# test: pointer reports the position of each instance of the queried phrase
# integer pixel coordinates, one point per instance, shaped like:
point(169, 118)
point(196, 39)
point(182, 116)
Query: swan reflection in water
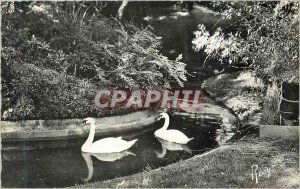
point(171, 146)
point(108, 157)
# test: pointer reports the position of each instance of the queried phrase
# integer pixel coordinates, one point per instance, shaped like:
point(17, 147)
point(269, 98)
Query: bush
point(55, 54)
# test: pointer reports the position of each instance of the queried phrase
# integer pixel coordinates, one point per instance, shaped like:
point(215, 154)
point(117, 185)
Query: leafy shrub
point(55, 54)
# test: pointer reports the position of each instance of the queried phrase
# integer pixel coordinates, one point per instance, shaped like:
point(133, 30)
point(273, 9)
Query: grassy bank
point(227, 166)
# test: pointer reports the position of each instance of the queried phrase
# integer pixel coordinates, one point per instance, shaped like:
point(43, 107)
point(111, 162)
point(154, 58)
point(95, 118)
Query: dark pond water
point(61, 163)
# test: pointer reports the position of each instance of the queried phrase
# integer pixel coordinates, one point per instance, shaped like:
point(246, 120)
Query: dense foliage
point(265, 39)
point(55, 54)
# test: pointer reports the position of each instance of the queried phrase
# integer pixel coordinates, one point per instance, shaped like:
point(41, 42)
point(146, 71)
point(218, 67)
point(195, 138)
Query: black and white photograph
point(150, 94)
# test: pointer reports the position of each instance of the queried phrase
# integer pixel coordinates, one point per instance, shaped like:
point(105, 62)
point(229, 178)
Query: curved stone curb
point(73, 127)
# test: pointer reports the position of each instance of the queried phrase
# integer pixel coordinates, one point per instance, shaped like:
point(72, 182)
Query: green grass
point(226, 166)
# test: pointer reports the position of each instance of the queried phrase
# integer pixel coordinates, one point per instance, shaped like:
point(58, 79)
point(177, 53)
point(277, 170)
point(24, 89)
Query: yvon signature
point(257, 172)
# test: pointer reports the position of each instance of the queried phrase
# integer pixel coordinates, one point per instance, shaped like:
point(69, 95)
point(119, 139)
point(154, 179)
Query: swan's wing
point(108, 145)
point(175, 133)
point(174, 136)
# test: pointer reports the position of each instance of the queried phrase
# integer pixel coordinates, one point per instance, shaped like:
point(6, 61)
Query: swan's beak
point(158, 118)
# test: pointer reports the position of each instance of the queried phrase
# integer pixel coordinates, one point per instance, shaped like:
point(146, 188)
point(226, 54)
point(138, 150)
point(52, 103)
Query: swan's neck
point(89, 164)
point(166, 124)
point(89, 141)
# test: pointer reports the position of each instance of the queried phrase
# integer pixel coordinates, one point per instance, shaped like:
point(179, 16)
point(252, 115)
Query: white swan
point(170, 135)
point(105, 145)
point(109, 157)
point(171, 146)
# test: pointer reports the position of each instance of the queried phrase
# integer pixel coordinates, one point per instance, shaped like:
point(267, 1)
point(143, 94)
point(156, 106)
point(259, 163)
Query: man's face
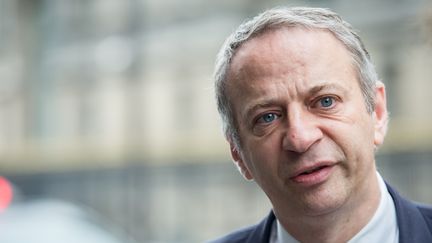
point(306, 136)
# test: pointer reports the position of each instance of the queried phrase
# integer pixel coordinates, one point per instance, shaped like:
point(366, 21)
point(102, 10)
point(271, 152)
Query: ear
point(380, 114)
point(238, 161)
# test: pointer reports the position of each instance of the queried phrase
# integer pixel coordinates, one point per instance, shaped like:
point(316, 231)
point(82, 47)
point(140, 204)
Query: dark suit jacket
point(414, 221)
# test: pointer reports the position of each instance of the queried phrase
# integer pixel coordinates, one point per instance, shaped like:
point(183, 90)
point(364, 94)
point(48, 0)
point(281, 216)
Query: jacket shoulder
point(426, 211)
point(237, 236)
point(258, 233)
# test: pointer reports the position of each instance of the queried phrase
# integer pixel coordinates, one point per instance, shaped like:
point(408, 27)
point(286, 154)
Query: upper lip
point(314, 166)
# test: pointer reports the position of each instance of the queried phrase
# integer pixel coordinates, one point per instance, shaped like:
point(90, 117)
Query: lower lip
point(314, 178)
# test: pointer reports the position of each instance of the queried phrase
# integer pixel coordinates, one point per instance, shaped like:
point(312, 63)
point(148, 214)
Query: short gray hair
point(311, 18)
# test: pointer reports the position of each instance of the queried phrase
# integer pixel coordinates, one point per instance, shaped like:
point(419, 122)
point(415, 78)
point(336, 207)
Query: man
point(304, 112)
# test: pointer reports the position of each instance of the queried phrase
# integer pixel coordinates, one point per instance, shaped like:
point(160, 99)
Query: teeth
point(311, 171)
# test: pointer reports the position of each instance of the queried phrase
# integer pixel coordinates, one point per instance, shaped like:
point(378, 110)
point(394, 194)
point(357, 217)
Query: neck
point(339, 225)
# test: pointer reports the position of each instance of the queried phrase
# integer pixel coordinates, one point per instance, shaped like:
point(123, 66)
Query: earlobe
point(238, 160)
point(380, 114)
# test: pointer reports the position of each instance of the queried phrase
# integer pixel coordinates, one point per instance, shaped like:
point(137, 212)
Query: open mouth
point(313, 170)
point(313, 176)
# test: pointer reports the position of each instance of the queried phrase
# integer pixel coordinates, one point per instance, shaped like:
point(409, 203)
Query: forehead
point(288, 50)
point(287, 61)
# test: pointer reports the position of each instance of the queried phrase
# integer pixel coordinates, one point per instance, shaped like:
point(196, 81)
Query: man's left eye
point(326, 101)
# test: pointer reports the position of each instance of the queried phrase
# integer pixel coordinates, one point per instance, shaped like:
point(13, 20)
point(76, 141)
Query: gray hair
point(311, 18)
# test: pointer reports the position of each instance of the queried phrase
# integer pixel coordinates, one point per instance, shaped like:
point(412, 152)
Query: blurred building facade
point(110, 104)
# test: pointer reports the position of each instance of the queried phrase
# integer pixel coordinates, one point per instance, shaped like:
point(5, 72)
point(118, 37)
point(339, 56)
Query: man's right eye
point(267, 118)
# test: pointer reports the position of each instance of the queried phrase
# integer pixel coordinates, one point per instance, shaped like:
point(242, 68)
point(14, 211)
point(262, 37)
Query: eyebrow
point(326, 86)
point(264, 103)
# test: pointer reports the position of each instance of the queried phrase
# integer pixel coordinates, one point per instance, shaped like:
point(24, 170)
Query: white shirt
point(381, 228)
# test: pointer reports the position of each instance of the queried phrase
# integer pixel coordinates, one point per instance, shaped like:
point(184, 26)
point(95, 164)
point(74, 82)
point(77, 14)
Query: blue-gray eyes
point(267, 118)
point(326, 102)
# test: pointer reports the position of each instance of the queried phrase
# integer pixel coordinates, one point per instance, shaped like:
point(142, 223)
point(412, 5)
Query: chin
point(322, 202)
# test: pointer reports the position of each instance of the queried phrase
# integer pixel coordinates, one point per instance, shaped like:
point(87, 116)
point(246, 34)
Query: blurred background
point(108, 126)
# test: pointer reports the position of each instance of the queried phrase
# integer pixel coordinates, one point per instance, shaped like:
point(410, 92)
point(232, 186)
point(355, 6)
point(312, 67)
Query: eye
point(267, 118)
point(326, 102)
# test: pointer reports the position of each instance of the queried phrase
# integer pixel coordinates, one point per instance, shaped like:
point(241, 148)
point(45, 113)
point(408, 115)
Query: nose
point(302, 131)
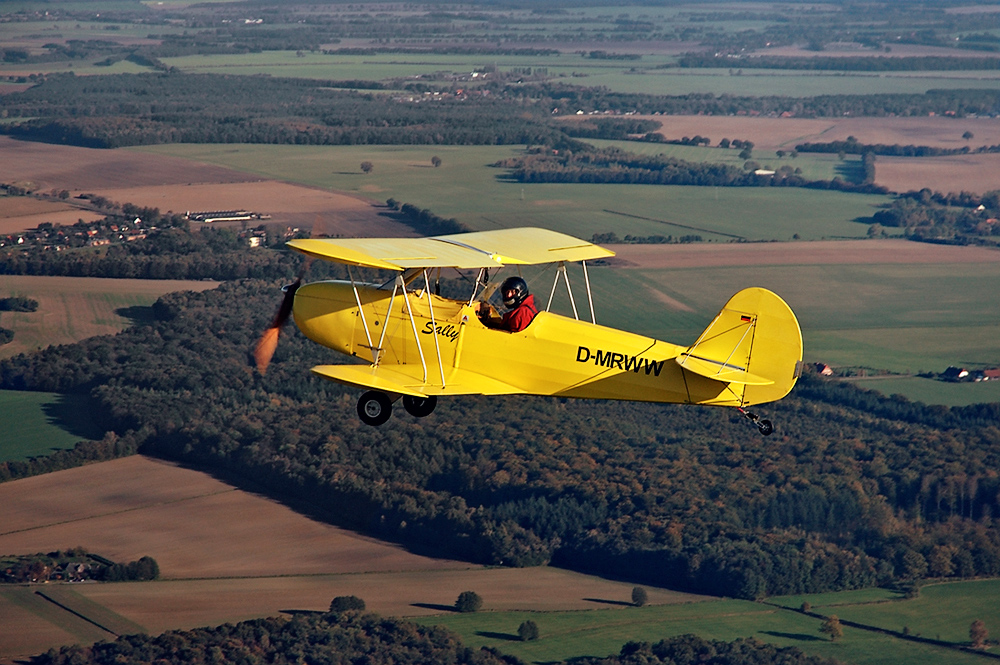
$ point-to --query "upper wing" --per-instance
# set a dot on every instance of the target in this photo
(482, 249)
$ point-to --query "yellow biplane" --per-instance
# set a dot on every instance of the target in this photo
(419, 345)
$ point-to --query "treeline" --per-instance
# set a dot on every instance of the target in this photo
(425, 221)
(963, 218)
(355, 637)
(613, 165)
(122, 110)
(678, 496)
(864, 63)
(942, 102)
(611, 128)
(855, 147)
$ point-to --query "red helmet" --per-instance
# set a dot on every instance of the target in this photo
(513, 291)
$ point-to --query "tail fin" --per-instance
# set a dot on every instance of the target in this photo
(754, 345)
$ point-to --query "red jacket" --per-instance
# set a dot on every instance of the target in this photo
(518, 318)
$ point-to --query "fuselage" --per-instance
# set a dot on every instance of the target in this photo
(555, 355)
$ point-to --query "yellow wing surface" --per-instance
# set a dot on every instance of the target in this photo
(754, 344)
(482, 249)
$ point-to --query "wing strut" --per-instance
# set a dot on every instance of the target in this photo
(561, 270)
(590, 295)
(376, 351)
(437, 342)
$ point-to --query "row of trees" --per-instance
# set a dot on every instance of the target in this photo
(612, 165)
(352, 637)
(862, 63)
(663, 495)
(854, 147)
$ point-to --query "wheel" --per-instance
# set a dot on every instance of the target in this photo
(419, 406)
(374, 408)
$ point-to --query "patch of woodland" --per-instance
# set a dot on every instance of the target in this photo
(854, 490)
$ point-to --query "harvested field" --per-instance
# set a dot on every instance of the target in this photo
(241, 556)
(20, 213)
(48, 166)
(770, 134)
(181, 185)
(192, 524)
(284, 203)
(831, 252)
(74, 308)
(957, 173)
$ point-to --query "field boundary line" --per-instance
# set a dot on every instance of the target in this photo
(682, 226)
(892, 633)
(119, 512)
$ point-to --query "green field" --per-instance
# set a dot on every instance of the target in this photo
(644, 76)
(34, 424)
(468, 188)
(903, 318)
(566, 635)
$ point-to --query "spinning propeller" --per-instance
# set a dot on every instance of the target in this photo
(268, 342)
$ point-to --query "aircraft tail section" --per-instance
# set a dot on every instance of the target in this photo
(754, 344)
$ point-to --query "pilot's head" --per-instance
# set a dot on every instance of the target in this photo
(513, 291)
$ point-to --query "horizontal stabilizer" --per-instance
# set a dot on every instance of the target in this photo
(720, 371)
(408, 380)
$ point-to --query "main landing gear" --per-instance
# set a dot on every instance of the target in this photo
(764, 426)
(375, 407)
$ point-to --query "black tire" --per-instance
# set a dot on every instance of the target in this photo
(419, 406)
(374, 408)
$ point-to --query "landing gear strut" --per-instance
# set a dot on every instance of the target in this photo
(764, 426)
(419, 406)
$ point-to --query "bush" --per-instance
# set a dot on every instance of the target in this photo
(528, 630)
(346, 603)
(468, 601)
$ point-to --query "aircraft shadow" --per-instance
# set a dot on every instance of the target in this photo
(605, 601)
(793, 636)
(498, 636)
(434, 606)
(74, 414)
(136, 314)
(302, 612)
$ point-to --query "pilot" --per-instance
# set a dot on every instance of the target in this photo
(520, 305)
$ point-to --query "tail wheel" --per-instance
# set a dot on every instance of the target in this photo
(419, 406)
(374, 408)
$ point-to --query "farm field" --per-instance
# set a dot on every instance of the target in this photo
(74, 308)
(468, 188)
(645, 76)
(216, 568)
(567, 635)
(18, 213)
(35, 424)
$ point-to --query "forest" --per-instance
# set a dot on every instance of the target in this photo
(141, 109)
(354, 637)
(855, 490)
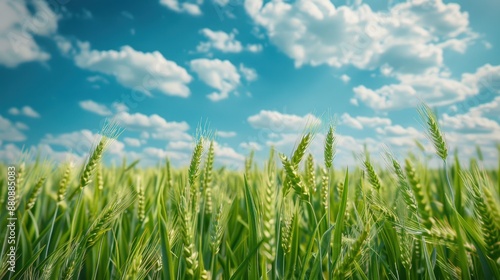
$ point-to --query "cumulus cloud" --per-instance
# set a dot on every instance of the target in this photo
(132, 142)
(154, 125)
(221, 75)
(180, 6)
(437, 89)
(226, 134)
(26, 111)
(248, 73)
(279, 122)
(251, 146)
(345, 78)
(224, 42)
(11, 132)
(141, 71)
(410, 38)
(360, 122)
(94, 107)
(18, 27)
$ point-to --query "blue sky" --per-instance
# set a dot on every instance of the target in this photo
(257, 71)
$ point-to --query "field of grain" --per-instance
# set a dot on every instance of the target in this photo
(292, 217)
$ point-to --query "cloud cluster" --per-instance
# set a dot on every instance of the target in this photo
(18, 27)
(140, 71)
(188, 7)
(409, 38)
(224, 42)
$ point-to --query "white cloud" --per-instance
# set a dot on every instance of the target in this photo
(132, 142)
(361, 122)
(221, 75)
(137, 70)
(21, 126)
(138, 121)
(24, 111)
(255, 48)
(180, 145)
(10, 132)
(97, 78)
(224, 42)
(345, 78)
(226, 134)
(251, 146)
(81, 142)
(18, 27)
(154, 126)
(248, 73)
(95, 107)
(188, 7)
(279, 122)
(228, 156)
(436, 89)
(221, 41)
(409, 38)
(469, 122)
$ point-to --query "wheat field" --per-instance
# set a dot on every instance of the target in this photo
(292, 217)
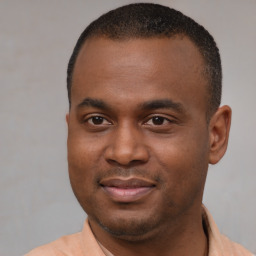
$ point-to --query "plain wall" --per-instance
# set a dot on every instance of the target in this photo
(36, 40)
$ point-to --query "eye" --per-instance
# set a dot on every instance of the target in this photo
(97, 120)
(158, 120)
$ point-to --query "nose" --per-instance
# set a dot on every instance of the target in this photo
(126, 147)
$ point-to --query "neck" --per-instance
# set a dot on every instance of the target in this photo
(176, 239)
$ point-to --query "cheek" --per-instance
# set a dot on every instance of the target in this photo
(184, 163)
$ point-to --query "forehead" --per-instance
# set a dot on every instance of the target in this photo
(137, 67)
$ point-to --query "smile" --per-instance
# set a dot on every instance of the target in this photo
(128, 190)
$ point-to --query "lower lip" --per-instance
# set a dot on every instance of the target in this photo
(127, 195)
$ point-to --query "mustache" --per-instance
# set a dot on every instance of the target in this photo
(127, 172)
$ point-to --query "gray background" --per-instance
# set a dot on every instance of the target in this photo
(36, 40)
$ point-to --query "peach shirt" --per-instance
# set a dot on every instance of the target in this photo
(85, 244)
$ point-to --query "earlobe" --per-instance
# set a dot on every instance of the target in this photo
(67, 118)
(219, 133)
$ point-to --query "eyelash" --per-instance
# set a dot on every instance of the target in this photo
(162, 121)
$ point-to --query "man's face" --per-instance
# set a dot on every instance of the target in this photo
(138, 140)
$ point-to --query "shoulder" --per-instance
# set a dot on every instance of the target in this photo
(232, 248)
(66, 245)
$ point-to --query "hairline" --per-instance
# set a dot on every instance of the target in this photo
(125, 38)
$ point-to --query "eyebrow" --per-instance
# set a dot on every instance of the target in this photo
(148, 105)
(95, 103)
(163, 103)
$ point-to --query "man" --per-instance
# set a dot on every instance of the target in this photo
(144, 87)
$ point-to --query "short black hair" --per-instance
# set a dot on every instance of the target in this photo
(147, 20)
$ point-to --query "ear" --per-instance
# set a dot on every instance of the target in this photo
(67, 118)
(219, 132)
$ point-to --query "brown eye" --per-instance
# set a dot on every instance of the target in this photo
(158, 120)
(97, 120)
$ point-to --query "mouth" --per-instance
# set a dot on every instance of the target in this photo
(127, 190)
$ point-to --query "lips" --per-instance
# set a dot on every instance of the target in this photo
(127, 190)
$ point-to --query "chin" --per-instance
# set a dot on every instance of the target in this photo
(130, 228)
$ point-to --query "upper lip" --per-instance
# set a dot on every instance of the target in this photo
(126, 183)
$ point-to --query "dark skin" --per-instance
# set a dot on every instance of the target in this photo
(139, 144)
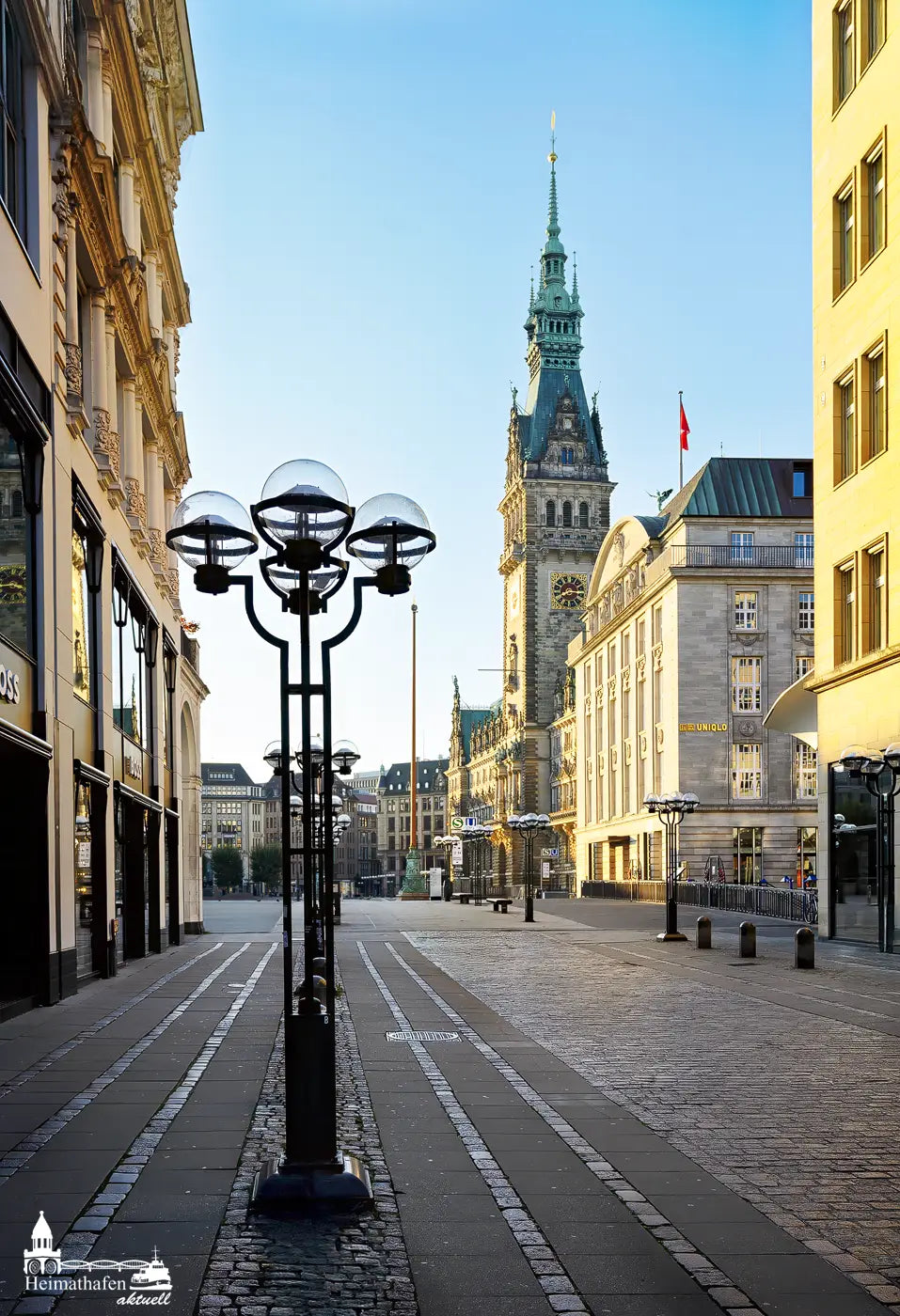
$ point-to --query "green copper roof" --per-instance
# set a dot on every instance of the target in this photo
(740, 487)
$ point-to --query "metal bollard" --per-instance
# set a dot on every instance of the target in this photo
(804, 948)
(748, 943)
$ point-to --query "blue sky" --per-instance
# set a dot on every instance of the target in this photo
(356, 226)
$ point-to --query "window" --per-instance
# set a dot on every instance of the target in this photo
(742, 546)
(747, 772)
(82, 619)
(874, 213)
(747, 684)
(12, 120)
(845, 635)
(844, 265)
(846, 425)
(873, 29)
(803, 549)
(876, 410)
(804, 772)
(801, 665)
(16, 579)
(747, 609)
(876, 619)
(747, 854)
(801, 482)
(844, 52)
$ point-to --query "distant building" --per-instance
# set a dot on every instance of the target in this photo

Required work: Copy each line above that contains the string "cloud".

Solution for this problem:
$ point-to --query "cumulus cloud" --per-instance
$ point-to --query "cloud cluster" --per-instance
$ point-to --query "white cloud" --per-instance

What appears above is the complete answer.